» **The task**:
Copy out everything in the listing below from the line containing "the man's hand" down to the line containing "[(154, 193)]", keeping both of those lines.

» **Items**:
====
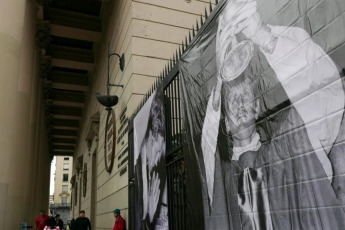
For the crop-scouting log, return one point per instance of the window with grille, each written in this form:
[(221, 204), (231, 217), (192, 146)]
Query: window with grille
[(65, 166), (64, 188), (64, 200)]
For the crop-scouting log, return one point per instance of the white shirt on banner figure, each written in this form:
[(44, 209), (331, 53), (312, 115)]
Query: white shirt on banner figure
[(151, 169)]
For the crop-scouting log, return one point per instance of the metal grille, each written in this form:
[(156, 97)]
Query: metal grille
[(176, 193), (173, 115), (174, 157)]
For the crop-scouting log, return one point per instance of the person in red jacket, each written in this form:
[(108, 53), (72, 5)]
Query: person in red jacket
[(120, 223), (41, 220)]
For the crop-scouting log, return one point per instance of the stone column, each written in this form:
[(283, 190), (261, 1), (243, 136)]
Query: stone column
[(15, 94)]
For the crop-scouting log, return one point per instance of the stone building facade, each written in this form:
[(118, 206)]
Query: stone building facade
[(148, 33), (62, 188)]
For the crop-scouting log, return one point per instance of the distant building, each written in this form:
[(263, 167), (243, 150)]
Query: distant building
[(51, 199), (61, 201)]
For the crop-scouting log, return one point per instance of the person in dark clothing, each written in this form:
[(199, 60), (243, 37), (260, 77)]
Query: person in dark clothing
[(72, 224), (82, 222), (58, 221)]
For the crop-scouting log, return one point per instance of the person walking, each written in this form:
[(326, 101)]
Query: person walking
[(41, 220), (82, 222), (120, 223), (58, 221)]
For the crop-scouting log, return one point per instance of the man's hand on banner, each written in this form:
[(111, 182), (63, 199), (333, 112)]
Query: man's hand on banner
[(154, 193)]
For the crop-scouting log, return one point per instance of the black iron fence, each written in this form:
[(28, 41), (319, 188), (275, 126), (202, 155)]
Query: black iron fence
[(175, 136)]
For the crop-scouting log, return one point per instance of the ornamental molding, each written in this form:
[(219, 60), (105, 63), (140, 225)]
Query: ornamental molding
[(46, 66), (43, 35), (92, 129)]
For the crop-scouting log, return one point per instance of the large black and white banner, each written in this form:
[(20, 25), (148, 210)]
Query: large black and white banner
[(149, 161), (264, 105)]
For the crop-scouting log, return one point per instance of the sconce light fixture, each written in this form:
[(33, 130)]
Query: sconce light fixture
[(108, 101)]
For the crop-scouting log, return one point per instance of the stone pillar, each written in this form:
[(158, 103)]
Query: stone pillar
[(17, 43)]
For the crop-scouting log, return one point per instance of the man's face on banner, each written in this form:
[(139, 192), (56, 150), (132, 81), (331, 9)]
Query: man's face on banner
[(156, 115), (241, 109)]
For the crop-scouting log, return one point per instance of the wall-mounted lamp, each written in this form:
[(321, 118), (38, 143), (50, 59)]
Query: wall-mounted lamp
[(109, 101)]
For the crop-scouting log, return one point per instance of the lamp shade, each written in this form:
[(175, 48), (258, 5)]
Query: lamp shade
[(107, 101)]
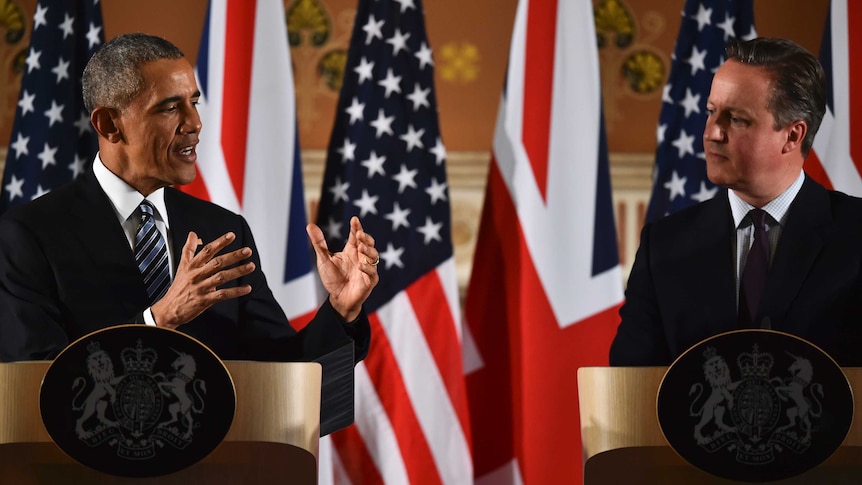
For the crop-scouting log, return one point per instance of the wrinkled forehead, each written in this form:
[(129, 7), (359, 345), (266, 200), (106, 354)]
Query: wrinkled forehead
[(741, 85), (168, 78)]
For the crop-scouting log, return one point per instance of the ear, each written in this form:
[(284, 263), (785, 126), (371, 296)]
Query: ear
[(107, 124), (795, 134)]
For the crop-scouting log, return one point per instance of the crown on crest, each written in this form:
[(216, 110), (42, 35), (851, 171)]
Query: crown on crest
[(93, 346), (139, 359), (709, 353), (755, 364)]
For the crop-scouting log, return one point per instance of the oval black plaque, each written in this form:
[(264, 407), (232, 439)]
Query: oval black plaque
[(755, 405), (137, 401)]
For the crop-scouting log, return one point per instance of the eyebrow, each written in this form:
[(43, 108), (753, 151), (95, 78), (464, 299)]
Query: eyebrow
[(175, 99)]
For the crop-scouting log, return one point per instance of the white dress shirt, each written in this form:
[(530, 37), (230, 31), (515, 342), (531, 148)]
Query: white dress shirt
[(125, 201)]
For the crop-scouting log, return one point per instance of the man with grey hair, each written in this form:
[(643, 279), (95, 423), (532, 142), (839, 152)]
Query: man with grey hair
[(121, 245), (775, 249)]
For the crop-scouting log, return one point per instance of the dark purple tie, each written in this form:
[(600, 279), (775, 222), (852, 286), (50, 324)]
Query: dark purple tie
[(754, 274)]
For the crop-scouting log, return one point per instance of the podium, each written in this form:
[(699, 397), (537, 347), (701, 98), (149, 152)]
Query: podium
[(623, 443), (273, 437)]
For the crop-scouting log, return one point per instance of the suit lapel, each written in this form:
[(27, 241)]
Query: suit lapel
[(712, 237), (101, 238), (797, 250)]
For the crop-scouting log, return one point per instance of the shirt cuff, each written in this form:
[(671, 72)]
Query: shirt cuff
[(148, 317)]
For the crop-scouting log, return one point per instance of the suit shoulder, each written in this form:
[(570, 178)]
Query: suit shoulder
[(845, 206), (196, 205), (48, 206)]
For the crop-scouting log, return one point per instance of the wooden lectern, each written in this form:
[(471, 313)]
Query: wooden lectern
[(273, 438), (623, 443)]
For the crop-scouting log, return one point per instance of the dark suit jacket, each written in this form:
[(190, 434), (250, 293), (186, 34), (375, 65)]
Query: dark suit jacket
[(66, 269), (682, 287)]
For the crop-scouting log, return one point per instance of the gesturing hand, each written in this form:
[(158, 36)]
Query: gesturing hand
[(348, 276), (195, 286)]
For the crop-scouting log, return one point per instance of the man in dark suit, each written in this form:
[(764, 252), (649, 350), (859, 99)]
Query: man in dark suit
[(693, 275), (68, 259)]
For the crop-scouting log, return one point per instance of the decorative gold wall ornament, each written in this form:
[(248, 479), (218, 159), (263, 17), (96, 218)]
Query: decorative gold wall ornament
[(331, 68), (614, 19), (459, 62), (308, 16), (12, 18), (644, 72)]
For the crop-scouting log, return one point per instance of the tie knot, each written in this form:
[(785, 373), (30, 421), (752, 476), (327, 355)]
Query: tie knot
[(757, 217), (147, 209)]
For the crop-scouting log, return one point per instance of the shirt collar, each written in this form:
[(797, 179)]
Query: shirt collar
[(124, 198), (776, 208)]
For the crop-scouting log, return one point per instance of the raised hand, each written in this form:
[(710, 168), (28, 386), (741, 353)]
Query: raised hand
[(350, 275), (196, 284)]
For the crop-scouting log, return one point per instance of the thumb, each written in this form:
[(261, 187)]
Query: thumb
[(189, 248), (318, 242)]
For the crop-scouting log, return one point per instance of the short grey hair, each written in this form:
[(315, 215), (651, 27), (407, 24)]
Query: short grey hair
[(799, 83), (112, 77)]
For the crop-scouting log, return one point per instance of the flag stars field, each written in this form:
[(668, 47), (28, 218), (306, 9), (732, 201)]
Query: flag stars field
[(699, 51), (402, 184), (52, 144)]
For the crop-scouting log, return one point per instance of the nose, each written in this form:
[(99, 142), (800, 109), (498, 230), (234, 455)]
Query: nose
[(713, 131), (191, 122)]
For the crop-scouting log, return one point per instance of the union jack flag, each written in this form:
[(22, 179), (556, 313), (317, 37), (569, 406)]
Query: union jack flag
[(836, 158), (546, 285), (52, 140)]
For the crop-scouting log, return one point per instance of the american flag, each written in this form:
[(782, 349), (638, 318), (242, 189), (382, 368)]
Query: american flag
[(546, 286), (680, 169), (52, 140), (836, 158), (386, 164)]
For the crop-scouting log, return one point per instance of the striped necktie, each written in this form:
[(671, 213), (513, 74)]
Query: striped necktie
[(151, 254)]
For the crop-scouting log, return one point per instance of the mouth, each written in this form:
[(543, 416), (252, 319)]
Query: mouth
[(188, 152)]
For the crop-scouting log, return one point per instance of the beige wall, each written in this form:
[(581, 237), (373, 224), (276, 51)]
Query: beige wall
[(470, 40)]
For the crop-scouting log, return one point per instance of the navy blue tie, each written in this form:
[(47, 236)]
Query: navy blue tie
[(754, 274), (151, 254)]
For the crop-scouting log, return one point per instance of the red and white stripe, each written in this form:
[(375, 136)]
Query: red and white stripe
[(836, 160), (246, 153), (534, 310), (411, 410)]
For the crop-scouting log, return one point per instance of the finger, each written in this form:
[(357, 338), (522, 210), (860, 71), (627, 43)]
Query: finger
[(227, 293), (226, 276), (318, 242), (355, 231), (189, 248), (227, 260), (210, 250)]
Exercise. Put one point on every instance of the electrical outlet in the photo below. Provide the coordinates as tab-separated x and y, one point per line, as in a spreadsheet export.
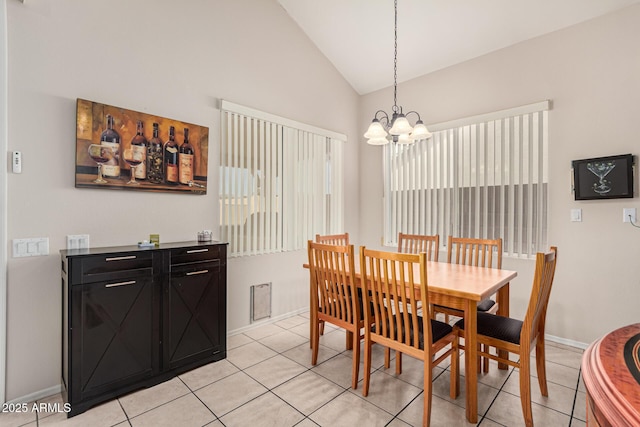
78	241
629	215
576	215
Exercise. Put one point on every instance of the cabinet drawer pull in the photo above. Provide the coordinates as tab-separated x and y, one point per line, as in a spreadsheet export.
113	285
192	273
195	251
120	258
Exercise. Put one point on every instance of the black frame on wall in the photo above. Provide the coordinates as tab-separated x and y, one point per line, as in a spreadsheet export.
608	177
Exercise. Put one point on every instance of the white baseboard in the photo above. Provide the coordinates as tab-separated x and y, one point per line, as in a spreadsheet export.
37	395
267	321
32	397
566	341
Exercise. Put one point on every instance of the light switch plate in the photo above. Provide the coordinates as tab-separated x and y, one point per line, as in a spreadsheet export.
576	215
629	212
37	246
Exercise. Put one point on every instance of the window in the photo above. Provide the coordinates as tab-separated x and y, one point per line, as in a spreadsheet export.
481	177
280	182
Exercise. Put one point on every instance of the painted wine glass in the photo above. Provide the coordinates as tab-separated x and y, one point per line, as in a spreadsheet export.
601	169
101	155
133	159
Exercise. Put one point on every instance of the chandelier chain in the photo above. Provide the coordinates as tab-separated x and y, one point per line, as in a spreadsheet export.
395	57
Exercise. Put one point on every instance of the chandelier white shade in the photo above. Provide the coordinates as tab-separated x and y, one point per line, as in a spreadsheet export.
397	128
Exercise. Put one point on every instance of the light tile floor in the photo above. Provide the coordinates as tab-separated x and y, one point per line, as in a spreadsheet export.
268	380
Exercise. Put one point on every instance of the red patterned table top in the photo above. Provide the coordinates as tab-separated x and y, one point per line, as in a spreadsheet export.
611	373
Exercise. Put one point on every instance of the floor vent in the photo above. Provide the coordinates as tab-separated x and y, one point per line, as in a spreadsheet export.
260	301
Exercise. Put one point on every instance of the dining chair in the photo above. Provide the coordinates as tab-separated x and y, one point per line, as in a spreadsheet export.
416	243
332	239
335	297
392	286
510	335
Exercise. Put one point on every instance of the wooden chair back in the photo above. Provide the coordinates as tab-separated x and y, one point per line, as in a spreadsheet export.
534	319
416	243
391	279
332	275
333	239
476	252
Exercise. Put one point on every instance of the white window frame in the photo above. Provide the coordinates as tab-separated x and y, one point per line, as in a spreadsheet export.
281	181
484	176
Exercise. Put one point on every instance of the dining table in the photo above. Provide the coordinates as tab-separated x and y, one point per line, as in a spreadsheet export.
461	287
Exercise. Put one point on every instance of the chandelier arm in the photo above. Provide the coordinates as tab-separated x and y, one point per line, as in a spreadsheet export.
414	112
384	117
====
» **Written solution**:
For the crop-scouting log, return one point per instance of the man's hand on banner, each written in this form:
[(111, 182), (63, 199), (333, 112)]
Query: man's hand on banner
[(154, 193)]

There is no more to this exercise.